━━━━━ MATERIAL FOR THIS TASK ━━━━━

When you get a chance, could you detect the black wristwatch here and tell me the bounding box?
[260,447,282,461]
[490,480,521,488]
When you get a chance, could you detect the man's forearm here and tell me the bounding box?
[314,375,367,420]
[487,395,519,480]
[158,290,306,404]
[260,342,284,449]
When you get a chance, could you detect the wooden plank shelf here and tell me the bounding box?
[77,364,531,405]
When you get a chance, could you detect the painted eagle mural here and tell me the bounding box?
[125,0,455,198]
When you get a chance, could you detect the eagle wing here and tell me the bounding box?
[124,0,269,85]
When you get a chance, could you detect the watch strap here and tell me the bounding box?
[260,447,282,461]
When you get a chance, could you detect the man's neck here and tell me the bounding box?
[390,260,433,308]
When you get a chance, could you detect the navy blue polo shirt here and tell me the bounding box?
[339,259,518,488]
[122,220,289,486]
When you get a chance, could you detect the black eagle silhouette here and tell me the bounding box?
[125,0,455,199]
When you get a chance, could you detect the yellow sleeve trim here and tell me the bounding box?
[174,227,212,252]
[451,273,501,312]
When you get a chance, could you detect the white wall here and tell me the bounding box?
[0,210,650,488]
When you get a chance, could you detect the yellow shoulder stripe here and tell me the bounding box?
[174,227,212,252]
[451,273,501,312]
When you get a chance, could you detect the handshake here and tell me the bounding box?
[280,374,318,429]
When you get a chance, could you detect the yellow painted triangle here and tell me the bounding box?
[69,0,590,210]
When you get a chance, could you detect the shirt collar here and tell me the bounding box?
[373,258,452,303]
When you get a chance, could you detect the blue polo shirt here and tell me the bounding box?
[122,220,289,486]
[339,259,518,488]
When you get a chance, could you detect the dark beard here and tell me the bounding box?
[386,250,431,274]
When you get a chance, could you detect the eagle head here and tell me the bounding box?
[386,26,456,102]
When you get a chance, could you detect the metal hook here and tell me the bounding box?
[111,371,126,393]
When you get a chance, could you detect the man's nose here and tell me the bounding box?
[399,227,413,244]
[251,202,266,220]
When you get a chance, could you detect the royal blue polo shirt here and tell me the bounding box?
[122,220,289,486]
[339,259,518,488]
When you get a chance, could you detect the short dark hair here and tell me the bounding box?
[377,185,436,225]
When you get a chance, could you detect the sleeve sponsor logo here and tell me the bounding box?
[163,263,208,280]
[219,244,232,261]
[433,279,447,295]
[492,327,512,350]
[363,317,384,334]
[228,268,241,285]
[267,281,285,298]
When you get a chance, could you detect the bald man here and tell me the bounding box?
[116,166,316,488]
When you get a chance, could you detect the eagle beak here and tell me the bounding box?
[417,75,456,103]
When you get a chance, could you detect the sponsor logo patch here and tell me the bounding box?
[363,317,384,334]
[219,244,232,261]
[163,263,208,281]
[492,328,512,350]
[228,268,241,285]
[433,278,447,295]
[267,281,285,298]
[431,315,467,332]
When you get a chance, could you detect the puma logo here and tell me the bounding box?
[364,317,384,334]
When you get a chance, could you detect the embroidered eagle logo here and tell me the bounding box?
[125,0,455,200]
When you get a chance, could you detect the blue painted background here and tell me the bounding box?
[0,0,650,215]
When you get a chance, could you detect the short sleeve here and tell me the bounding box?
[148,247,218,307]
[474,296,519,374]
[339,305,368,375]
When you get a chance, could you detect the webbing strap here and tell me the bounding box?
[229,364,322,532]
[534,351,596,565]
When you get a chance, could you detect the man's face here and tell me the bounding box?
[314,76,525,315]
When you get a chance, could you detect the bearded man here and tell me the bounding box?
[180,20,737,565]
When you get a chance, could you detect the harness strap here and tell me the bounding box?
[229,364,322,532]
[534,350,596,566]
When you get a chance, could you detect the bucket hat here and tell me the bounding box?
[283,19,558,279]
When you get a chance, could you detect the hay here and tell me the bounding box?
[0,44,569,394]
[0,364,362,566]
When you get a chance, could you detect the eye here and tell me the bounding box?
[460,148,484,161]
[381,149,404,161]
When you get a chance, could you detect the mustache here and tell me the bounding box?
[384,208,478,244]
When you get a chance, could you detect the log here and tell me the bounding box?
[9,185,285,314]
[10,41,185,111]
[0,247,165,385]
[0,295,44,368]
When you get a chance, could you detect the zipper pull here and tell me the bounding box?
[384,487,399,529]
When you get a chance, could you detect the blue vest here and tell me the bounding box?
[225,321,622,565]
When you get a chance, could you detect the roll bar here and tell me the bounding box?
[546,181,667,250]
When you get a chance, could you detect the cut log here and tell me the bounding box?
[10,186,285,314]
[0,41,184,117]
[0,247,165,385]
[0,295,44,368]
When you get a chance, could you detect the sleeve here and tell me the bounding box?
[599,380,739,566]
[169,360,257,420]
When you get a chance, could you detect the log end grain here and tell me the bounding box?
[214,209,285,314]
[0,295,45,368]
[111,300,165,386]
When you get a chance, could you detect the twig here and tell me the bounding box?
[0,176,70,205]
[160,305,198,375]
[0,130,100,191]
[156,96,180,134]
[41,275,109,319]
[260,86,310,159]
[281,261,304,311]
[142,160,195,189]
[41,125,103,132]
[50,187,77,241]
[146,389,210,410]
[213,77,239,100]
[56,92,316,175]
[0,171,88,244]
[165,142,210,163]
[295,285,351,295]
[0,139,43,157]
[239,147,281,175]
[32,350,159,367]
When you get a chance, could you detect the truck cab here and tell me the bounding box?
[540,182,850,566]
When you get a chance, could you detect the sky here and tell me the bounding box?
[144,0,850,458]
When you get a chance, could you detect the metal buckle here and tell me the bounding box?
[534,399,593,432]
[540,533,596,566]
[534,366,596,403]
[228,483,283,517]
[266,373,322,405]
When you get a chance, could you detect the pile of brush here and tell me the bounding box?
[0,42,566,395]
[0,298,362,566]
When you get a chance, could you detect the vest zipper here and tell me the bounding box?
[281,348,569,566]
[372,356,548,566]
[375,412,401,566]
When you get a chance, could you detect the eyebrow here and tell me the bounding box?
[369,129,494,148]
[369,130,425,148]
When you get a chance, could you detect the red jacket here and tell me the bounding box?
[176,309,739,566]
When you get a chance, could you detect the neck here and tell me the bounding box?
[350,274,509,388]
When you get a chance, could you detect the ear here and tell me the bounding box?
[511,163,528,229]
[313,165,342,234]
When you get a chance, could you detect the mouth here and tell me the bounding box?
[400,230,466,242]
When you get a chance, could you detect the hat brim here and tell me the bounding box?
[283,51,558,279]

━━━━━

> EXERCISE INSTRUCTIONS:
Render every line of the listing above as a numbered list, omitting any blank lines.

> CORRECT OUTPUT:
1. When you get a chance, could you detect the black wristwatch here and tell me the bounding box?
2. [260,447,282,461]
3. [490,480,521,488]
4. When you get a chance, could you detect the man's forearm here and tell me the bounding box?
5. [314,375,367,420]
6. [487,395,519,480]
7. [158,290,306,404]
8. [260,342,284,449]
9. When you get a chance, could you detect the wooden plank shelf here and tell me the bounding box?
10. [77,364,531,405]
11. When you get a chance, could you detect the painted eagle mural here and tell me the bounding box?
12. [125,0,455,198]
13. When you get a chance, could you detect the eagle wing here and tell me the bounding box?
14. [124,0,269,85]
15. When you get a chance, could you detect the watch strap here and tell me the bounding box?
16. [260,447,282,461]
17. When you get a chance, could you detect the man's neck here and tell me the bounding box?
18. [390,260,433,308]
19. When you get a chance, could you detect the navy blue polo shirt here and tell me the bounding box?
20. [339,259,518,488]
21. [122,220,289,486]
22. When you get a chance, could you detect the black eagle silhouette here and tell me the bounding box?
23. [125,0,455,199]
24. When you get a chance, could you detect the yellow sleeve trim here and tell me the bounding box?
25. [174,227,212,252]
26. [451,273,501,312]
27. When you get a chance, could you detect the white wall here and tell me the bounding box?
28. [0,210,650,488]
29. When you get a chance, could you detect the yellow shoulder stripe here and tell me the bounding box?
30. [174,227,212,252]
31. [451,273,501,312]
32. When you get a chance, could you detect the handshake here and tell me the bounding box?
33. [280,374,318,429]
34. When you get a chance, could you detect the yellow painted triangle here and tell me the bounding box?
35. [69,0,590,210]
36. When you get a chance, could you detect the shirt collar here and tell me the bounding box?
37. [373,258,452,303]
38. When you get a chance, could you detect the blue polo shirt here and tell me the bounding box?
39. [122,220,289,486]
40. [339,259,518,488]
41. When you get a chance, could you detect the dark beard here and tell me the bounding box?
42. [386,250,431,274]
43. When you get a chance, could you detect the eagle head here and tell me the bounding box?
44. [386,26,456,102]
45. When you get a chance, could you detect the metal hook here and tell me the bounding box?
46. [111,371,126,393]
47. When you get a chance, could you detect the man's nose here and tell me the bounding box?
48. [399,227,413,244]
49. [251,202,266,220]
50. When you get a chance, could you detect the royal blue polo shirt here and tell me the bounding box?
51. [122,220,289,486]
52. [339,259,518,488]
53. When you get a chance, could you detect the short dark hair here and tell me the bounding box?
54. [377,185,436,225]
55. When you get a chance, could you detect the sleeve sponsor logo here and tell me the bounding box?
56. [163,263,208,280]
57. [219,244,232,261]
58. [433,279,447,295]
59. [492,327,512,350]
60. [363,317,384,334]
61. [228,268,241,285]
62. [267,281,285,298]
63. When you get a chance, could you detect the bald man here and tell me the bounding box?
64. [116,166,316,488]
65. When you get a chance, could you detect the eagle beak here and tell me the bounding box?
66. [417,75,456,103]
67. When you get a chance, could you detect the sponsor logo patch here and tell me the bounding box?
68. [363,317,384,334]
69. [219,244,232,261]
70. [163,263,208,281]
71. [492,328,512,350]
72. [228,268,241,285]
73. [433,278,447,295]
74. [267,281,285,298]
75. [431,315,467,332]
76. When you get a chance, could you detect the puma logo here and tell me the bounding box?
77. [364,317,384,334]
78. When you get a chance, could you detect the embroidered eagle logo here and tell me the bounding box?
79. [125,0,455,200]
80. When you get a chance, could you detect the blue painted background here and tell me the bounding box?
81. [0,0,650,215]
82. When you get a chance, could you detect the short sleeve here and tell me the bounding box?
83. [148,247,218,307]
84. [474,296,519,374]
85. [339,305,368,375]
86. When you get a chance, could you detect the webbing strap here and tell me the bounding box?
87. [229,364,322,532]
88. [534,351,596,565]
89. When you get a chance, could you detect the man's face here and tell me the bounding box?
90. [314,76,525,315]
91. When you get a chance, could you detect the bearded man here and tell me the bounding box?
92. [180,20,737,565]
93. When you get a chance, could you detect the harness strap here and tell me the bounding box?
94. [229,364,322,532]
95. [534,350,596,566]
96. When you get a chance, could you detect the bucket hat here and tell me the bounding box?
97. [283,19,558,279]
98. When you get a chance, could you detect the hay here and tell me the bounding box?
99. [0,44,569,394]
100. [0,364,362,566]
101. When you get a chance, could you detect the eye here and tell me the bounding box?
102. [460,148,484,161]
103. [381,149,404,161]
104. When you get a chance, could you detect the mustache here and tell me the bounding box?
105. [384,208,478,244]
106. When you get a chance, could you detect the log here and tell me the bounding box?
107. [9,185,285,314]
108. [10,41,185,111]
109. [0,247,165,385]
110. [0,295,44,368]
111. When you get a chance, could you detect the zipper pull here and tell me the bounding box?
112. [384,487,399,529]
113. When you get a chance, could you detect the blue vest here and tell me the bounding box?
114. [225,321,622,565]
115. When you get a chance, could you detect the roll bar here and tell me the bounding box?
116. [546,181,667,250]
117. When you get a chance, could you detect the cut log here and tell me the bounding box?
118. [10,186,285,314]
119. [0,41,184,117]
120. [0,247,165,385]
121. [0,295,44,368]
122. When you get a chance, could you detect the sleeve here and tell me the bounding box?
123. [599,380,739,566]
124. [169,360,257,420]
125. When you get a chance, could you detect the log end grain here and tell me the bounding box?
126. [214,209,285,314]
127. [0,295,45,368]
128. [111,300,165,386]
129. When you get a chance, could you detect the twig here and tell me the bounding box?
130. [0,176,70,205]
131. [160,305,198,375]
132. [0,130,100,191]
133. [156,96,180,134]
134. [41,275,109,319]
135. [260,86,310,159]
136. [281,261,304,311]
137. [142,160,195,189]
138. [41,125,103,132]
139. [50,187,77,241]
140. [146,389,210,410]
141. [213,77,239,100]
142. [56,92,316,175]
143. [0,171,88,244]
144. [165,142,210,163]
145. [295,285,351,295]
146. [0,139,43,157]
147. [239,147,281,175]
148. [32,350,159,367]
149. When you get a chance, could you detect the truck cab here and tell me the bounding box?
150. [540,182,850,566]
151. When you get a chance, could you detect the sky here and tell me the bounding box?
152. [144,0,850,458]
153. When you get a chance, could you detect the metal buckle here and tell me the bounding box?
154. [534,399,593,432]
155. [540,533,596,566]
156. [534,366,596,403]
157. [228,483,283,517]
158. [266,373,322,405]
159. When you get a chance, could you detect the pile of brush here and tell me the bounding box?
160. [0,42,566,395]
161. [0,298,362,566]
162. When you get a chance, could you detect the vest zipper here and tell me the bounding box?
163. [281,348,569,566]
164. [372,356,548,566]
165. [375,412,401,566]
166. When you get a chance, could you detect the eyebrow here and tell me the bounding box?
167. [369,129,494,148]
168. [369,130,425,148]
169. When you get a chance, could you detect the red jacket here and tell me the bounding box?
170. [176,309,739,566]
171. When you get a chance, could you detect the neck here and tell me the bounding box?
172. [350,274,509,388]
173. When you get a chance, could you detect the ear here and tell me the bounding box?
174. [511,163,528,229]
175. [313,165,342,234]
176. When you get a chance, could you detect the mouth here and tell me the bounding box?
177. [400,230,466,242]
178. When you get a chance, could you detect the hat brim here and tell me the bounding box?
179. [283,51,558,279]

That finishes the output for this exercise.